> _CHALLENGE 1_
Please quote the article on pubs and the UK music scene below word for word, from "By Poppleston Allen" to "music industry eco-system.".

-- Start EXCERPT TO READ --

Local pubs are at the heart of the UK’s thriving music scene

By Poppleston Allen

- Last updated on GMT

Hit the right note: The Music Venue Trust says for every £10 spent in a grassroots music venue, a further £17 is spent in the night-time economy
Hit the right note: The Music Venue Trust says for every £10 spent in a grassroots music venue, a further £17 is spent in the night-time economy
Glastonbury recently flexed its mighty music muscles again, showcasing both established and new acts, attracting huge crowds and (for those of us who prefer to watch from the sofa) TV viewers.

This key date in the music diary, together with many other successful festivals and music events up and down the UK, are only possible when there is a thriving music industry eco-system.

The Department for Culture, Media and Sport (DCMS) published a report on live music in the spring, within which careful consideration is given to this eco-system and the issues that grassroots music venues are facing.

-- End EXCERPT TO READ --
-- Start INFORMATION SUPPLIED --

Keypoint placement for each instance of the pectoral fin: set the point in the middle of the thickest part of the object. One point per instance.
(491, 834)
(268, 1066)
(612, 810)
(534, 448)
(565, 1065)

-- End INFORMATION SUPPLIED --

> _CHALLENGE 2_
Print every entry in the data listing above verbatim.

> _FINAL ANSWER 1_
By Poppleston Allen

- Last updated on GMT

Hit the right note: The Music Venue Trust says for every £10 spent in a grassroots music venue, a further £17 is spent in the night-time economy
Hit the right note: The Music Venue Trust says for every £10 spent in a grassroots music venue, a further £17 is spent in the night-time economy
Glastonbury recently flexed its mighty music muscles again, showcasing both established and new acts, attracting huge crowds and (for those of us who prefer to watch from the sofa) TV viewers.

This key date in the music diary, together with many other successful festivals and music events up and down the UK, are only possible when there is a thriving music industry eco-system.

> _FINAL ANSWER 2_
Keypoint placement for each instance of the pectoral fin: set the point in the middle of the thickest part of the object. One point per instance.
(491, 834)
(268, 1066)
(612, 810)
(534, 448)
(565, 1065)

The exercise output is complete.